◆ WORK INSTRUCTIONS ◆
Copy out the material below word for word, leaving the pictures out of your answer.

◆ INPUT MATERIAL ◆
──────────
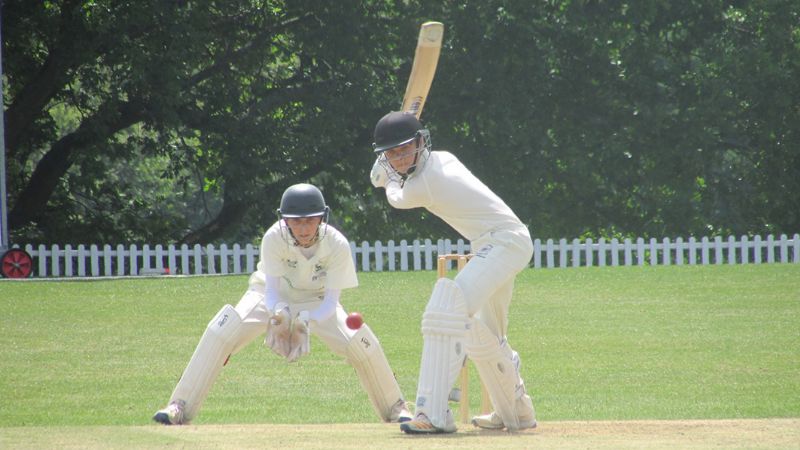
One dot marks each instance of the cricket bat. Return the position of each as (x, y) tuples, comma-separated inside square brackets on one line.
[(426, 56)]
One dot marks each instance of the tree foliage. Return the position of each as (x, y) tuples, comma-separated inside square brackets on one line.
[(185, 121)]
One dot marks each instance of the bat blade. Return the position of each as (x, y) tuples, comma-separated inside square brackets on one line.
[(429, 45)]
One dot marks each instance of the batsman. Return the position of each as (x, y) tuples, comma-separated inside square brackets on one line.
[(467, 316), (304, 265)]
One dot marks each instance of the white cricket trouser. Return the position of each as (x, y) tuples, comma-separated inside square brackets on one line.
[(488, 280)]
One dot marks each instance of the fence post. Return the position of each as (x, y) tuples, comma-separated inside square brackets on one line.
[(55, 265), (378, 256), (171, 259), (223, 259), (744, 245), (108, 258), (576, 252), (212, 265), (391, 254), (42, 261), (198, 259), (731, 250), (614, 252), (68, 272), (784, 249), (653, 252), (428, 255), (403, 255)]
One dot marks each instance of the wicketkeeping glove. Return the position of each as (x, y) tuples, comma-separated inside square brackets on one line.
[(279, 330)]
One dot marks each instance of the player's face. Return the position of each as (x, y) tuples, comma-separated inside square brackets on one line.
[(304, 229), (403, 157)]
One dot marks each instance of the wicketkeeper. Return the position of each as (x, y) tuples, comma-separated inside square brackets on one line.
[(467, 316), (305, 264)]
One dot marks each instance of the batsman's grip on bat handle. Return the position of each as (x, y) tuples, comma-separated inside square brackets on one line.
[(463, 402)]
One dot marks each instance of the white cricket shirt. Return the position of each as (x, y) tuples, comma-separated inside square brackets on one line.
[(330, 267), (445, 187)]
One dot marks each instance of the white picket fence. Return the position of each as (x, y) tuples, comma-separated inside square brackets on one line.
[(107, 261)]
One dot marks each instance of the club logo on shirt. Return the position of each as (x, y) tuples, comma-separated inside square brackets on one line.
[(319, 272), (483, 251)]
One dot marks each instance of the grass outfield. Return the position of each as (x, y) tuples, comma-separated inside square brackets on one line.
[(597, 344)]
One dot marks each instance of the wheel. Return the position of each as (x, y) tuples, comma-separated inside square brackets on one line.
[(16, 263)]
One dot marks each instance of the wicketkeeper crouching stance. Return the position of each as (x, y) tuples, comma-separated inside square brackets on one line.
[(305, 264), (467, 316)]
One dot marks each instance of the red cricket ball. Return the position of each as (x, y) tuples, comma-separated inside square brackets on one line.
[(354, 321)]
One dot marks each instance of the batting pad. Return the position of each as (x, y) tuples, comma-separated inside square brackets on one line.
[(498, 371), (365, 354), (444, 328), (213, 349)]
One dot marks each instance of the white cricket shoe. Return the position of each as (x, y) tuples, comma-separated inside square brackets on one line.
[(422, 425), (492, 421), (171, 415), (400, 412)]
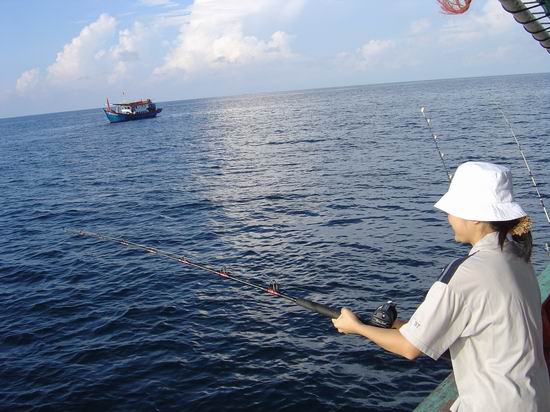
──────────
◆ RIGHT ANSWER ◆
One dot marks each instance of the cricket bat. Return the position of each as (x, y) tuples, comma-separated inside square brackets on one line.
[(426, 56)]
One dot marks each instance of the tree foliage. Return the position of each as (x, y) tuples, comma-separated inside square brackets on one line.
[(185, 121)]
One dot marks each instance of the bat blade. Return the position of each as (x, y) tuples, comma-separated inside square brackets on one line.
[(429, 45)]
One dot marks each instance of the batsman. Return the position of each as (x, y) tuples, comma-separated inside square brackets on one line.
[(467, 316), (304, 265)]
One dot marks each instance of the white cricket trouser. Return the position of each as (x, y) tuples, comma-separated inside square brackets on one line.
[(488, 280)]
One dot marks each instance of the fence post. Return the position of each as (x, y) tuples, comma-separated inside square brackets on one line.
[(55, 265), (378, 256), (171, 259), (223, 259), (744, 245), (108, 258), (576, 252), (212, 265), (391, 254), (42, 261), (198, 259), (731, 250), (614, 252), (68, 272), (784, 249), (653, 252), (428, 255), (403, 255)]
One dot marks each instance of the wicketkeeping glove. Return the position of each as (x, y) tuples, comma-separated inside square brackets on one line.
[(279, 330)]
One dot marks each instance of the player's face. Return the position of each as (x, y) tuples, comma-separated inside square brackets on one line.
[(304, 229), (403, 157)]
One dot marks each instance of the wicketkeeper. Return the position of each as (x, y) tuples, comma-separated inside square brackets on one line.
[(467, 316), (305, 264)]
One dot marks each instance of the batsman's grip on bat handle. Return the position of each as (x, y) tuples, comma-separated inside square brackets on one line.
[(463, 402)]
One dot marks each instance of the white cricket shirt. Return the position of each as (x, y) tuples, comma-separated inside square brackets on one line.
[(330, 267), (445, 187)]
One dot marks each instance of the white picket fence. Return the position of each as (x, y) tuples, comma-separated inside square brackets on one line.
[(107, 261)]
One dot marks each instance of the club logo on shirt. Return the position of each as (x, y) tuples, comma-separated inside square brackets on one line.
[(319, 272), (483, 251)]
One dot marks each instance of the grass outfield. Return the position of each as (x, y) tuples, comma-separated inside square brackets on one line.
[(597, 344)]
One dot marks each instance of the wheel. Return the position of each as (x, y) tuples, comma-separated inside square brackets on one line.
[(16, 263)]
One dot marks each instance of the wicketkeeper crouching stance. Return the position of each as (x, y) tuples, comma-separated inside square brackets on one line.
[(305, 264), (467, 316)]
One dot marks each instance of the red cricket ball. Return the position of each as (x, y) tuples, comma-separated inside square brackets on one line.
[(354, 321)]
One dot marks each instance of the batting pad. Return the position of each as (x, y) tuples, comma-separated inside square brackets on one line.
[(498, 371), (365, 354), (444, 328), (213, 349)]
One dot marks each instance of the white cricket shoe. Return the position of each as (x, y) tuples, comma-separated inside square brackets on one line.
[(422, 425), (492, 421), (171, 415), (400, 412)]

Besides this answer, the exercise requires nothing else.